◆ WORK REQUIRED ◆
Set down every line from the one containing "One point goes on every instance of the hazy" through the last line of the records below, exactly as written, and leave out the pictures.

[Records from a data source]
..............................
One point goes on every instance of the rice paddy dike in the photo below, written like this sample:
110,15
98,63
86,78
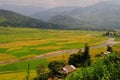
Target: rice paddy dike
40,46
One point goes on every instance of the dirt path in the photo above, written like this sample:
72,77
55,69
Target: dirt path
110,42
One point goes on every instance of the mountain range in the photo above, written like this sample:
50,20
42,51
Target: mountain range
103,15
100,16
9,18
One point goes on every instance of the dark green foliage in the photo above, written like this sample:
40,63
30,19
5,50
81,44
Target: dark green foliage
109,48
105,69
40,69
55,66
80,59
42,76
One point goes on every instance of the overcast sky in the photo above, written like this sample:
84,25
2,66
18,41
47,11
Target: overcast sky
52,3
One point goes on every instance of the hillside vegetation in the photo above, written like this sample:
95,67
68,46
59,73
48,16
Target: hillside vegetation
9,18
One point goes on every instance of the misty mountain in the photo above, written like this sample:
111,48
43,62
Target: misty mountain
68,21
25,10
47,14
103,15
9,18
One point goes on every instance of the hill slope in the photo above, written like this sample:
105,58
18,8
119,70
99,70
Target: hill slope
8,18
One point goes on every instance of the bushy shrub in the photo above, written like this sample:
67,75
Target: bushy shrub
105,69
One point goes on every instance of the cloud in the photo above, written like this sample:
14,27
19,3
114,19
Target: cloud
52,3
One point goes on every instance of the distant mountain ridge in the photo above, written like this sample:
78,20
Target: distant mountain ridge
103,15
9,18
25,10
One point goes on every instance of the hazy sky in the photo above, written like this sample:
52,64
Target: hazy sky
52,3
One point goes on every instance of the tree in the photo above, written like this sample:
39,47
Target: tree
40,69
109,48
86,57
55,66
42,76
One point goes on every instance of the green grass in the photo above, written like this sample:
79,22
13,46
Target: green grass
22,66
65,39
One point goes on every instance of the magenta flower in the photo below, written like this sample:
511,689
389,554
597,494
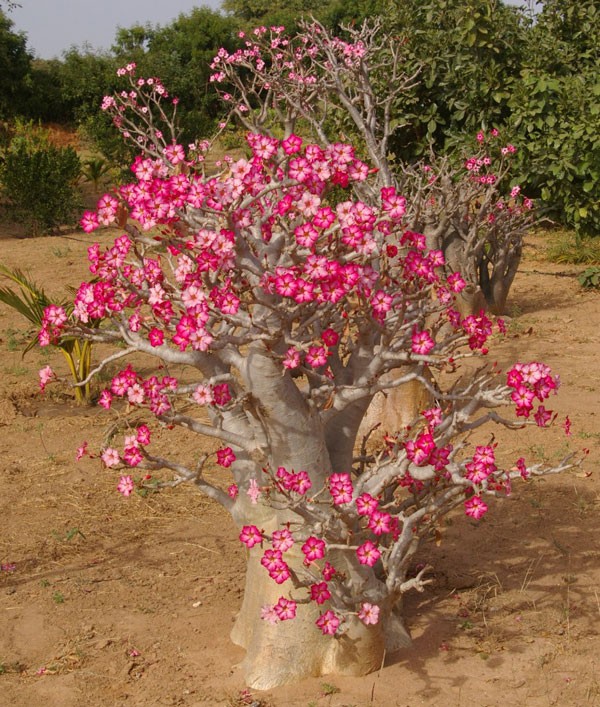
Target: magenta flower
328,623
45,374
282,540
368,553
125,485
110,457
313,549
422,343
156,337
475,507
81,451
369,613
319,592
285,609
250,535
225,457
..............................
◆ EXERCISE ANSWER ◆
One point goes on every instance of the hazy sky in the photo above, written like this sample:
52,64
Target: hazy sky
52,3
One point goes on every instance of the tree in the photo above, written like this sample:
39,47
Target: tree
40,69
109,48
86,57
55,66
42,76
One point goes on every instance of the green grass in the photo above, written like this sample:
79,22
13,46
Target: green grass
22,66
65,39
One point goes on every instance of the magenta flower in the photo below, written like this sample:
511,689
389,554
597,494
Target: magenta flower
328,623
45,374
282,540
368,553
125,485
110,457
313,549
422,343
156,337
475,507
81,451
369,613
319,592
285,609
250,535
225,457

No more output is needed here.